ЦЕЛЬ ЗАДАНИЯ 1:
Преобразуйте все строки приведенного ниже листинга в нумерованный список, опустив пустые строки. Изображения в ответ не включайте.

ИСХОДНЫЙ ОТРЫВОК:
А пока согласие Петена сотрудничать с победителем не побуждало население проявлять величие духа. Об этом свидетельствовало объявление, прибитое в августе 1940-го к дверям префектуры Ангулема: «Немецкие власти извещают, что доносы рассматриваться не будут из-за слишком большого их числа».
Мы достигли самого дна стыда.
Нет реки красивее, чем Дордонь у границ Перигора, — широкая, величественная, искрящаяся. Непонятно, почему она не получила статус крупной реки, которого заслуживает даже больше других. На ее плавных излучинах открываются пляжи с золотистой галькой. Летними днями река струится золотом, и однажды вечером ее «зеленая сладость», воспетая Ростаном, наполняет вас счастьем жить. Ее берега и холмы усеяны замками; некоторые вздымают средневековые башни, другие простирают классические фасады.
Замок Питре в Сен-Серен-де-Пра был большой U-образной постройкой с бесчисленными комнатами, два крыла XVIII века выступали на длинную тенистую террасу, обрамленную водой.
Правое крыло предназначалось для офицеров, которые остановились там на постой.
Левое крыло занимала хозяйка, г-жа Матиньон, дама в возрасте, с прекрасными манерами. Массовый исход привел к ней полдюжины молодых родственниц, одних — с детьми, других — со своим одиночеством.
Все обитатели дома встречались на террасе. Справа возились с младенцами, слева играли в карты.
Расквартированные в окрестностях товарищи заглядывали к нам в гости.
Именно там я подружился с Эймаром де Дампьером, элегантным капитаном, великолепным наездником, который во время боев продемонстрировал достойные восхищения мужество и хладнокровие. Он женился на девушке из семьи Гонто-Биронов. Уже много лет спустя я заинтересовался его сыном — исключительно талантливым писателем, который подписывался как Анри Кулонж.
Из Виши, где нашла пристанище ее семья, приехала моя жена Женевьева. Мы встретились, чтобы провести несколько дней в Бержераке. Я сразу же ей объявил, что стал другим человеком. Это была правда. Духовно я чувствовал себя совсем не таким, как прежде: более уверенным, но и более отрешенным; поэзия утратила в моих глазах былое значение; я сделал переоценку былых ценностей. Я изменился не только духовно, но и физически. Боли и недомогания общего характера, которым я был подвержен, исчезли. Я сбросил с себя отрочество.
Впервые я почувствовал разницу в возрасте, которая разделяла нас с Женьевьевой; будущее казалось мне не таким определенным, не таким надежным.
И я не слишком сожалел, что она уехала так скоро, чтобы продолжать заботиться о своих родителях.

ДОСТУПНЫЕ ДАННЫЕ:
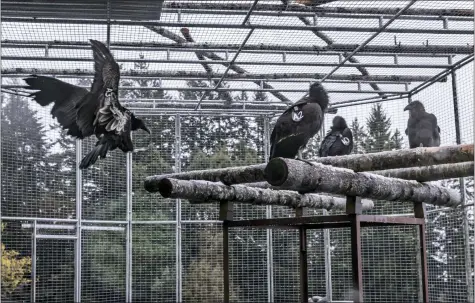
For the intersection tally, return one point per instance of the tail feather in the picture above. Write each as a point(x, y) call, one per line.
point(100, 150)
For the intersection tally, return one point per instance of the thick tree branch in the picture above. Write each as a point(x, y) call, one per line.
point(208, 192)
point(404, 158)
point(297, 175)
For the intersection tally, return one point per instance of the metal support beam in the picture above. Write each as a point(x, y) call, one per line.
point(78, 243)
point(242, 75)
point(228, 89)
point(178, 227)
point(272, 27)
point(367, 41)
point(333, 49)
point(229, 63)
point(128, 234)
point(33, 263)
point(269, 232)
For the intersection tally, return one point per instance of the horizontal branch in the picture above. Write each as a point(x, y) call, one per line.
point(182, 45)
point(203, 75)
point(430, 173)
point(208, 192)
point(297, 175)
point(263, 26)
point(227, 62)
point(404, 158)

ЦЕЛЬ ЗАДАНИЯ 2:
Ответьте на вопросы по исходному отрывку:
(а) В каком месяце и году объявление прибили к дверям префектуры Ангулема?
(б) Кому предназначалось правое крыло замка Питре?
(в) Как подписывался сын Эймара де Дампьера?

ОТВЕТ К УПРАЖНЕНИЮ 1:
1. For the intersection tally, return one point per instance of the tail feather in the picture above. Write each as a point(x, y) call, one per line.
2. point(100, 150)
3. For the intersection tally, return one point per instance of the thick tree branch in the picture above. Write each as a point(x, y) call, one per line.
4. point(208, 192)
5. point(404, 158)
6. point(297, 175)
7. For the intersection tally, return one point per instance of the metal support beam in the picture above. Write each as a point(x, y) call, one per line.
8. point(78, 243)
9. point(242, 75)
10. point(228, 89)
11. point(178, 227)
12. point(272, 27)
13. point(367, 41)
14. point(333, 49)
15. point(229, 63)
16. point(128, 234)
17. point(33, 263)
18. point(269, 232)
19. For the intersection tally, return one point per instance of the horizontal branch in the picture above. Write each as a point(x, y) call, one per line.
20. point(182, 45)
21. point(203, 75)
22. point(430, 173)
23. point(208, 192)
24. point(297, 175)
25. point(263, 26)
26. point(227, 62)
27. point(404, 158)

ОТВЕТ К УПРАЖНЕНИЮ 2:
(а) В августе 1940 года.
(б) Офицерам, которые остановились там на постой.
(в) Анри Кулонж.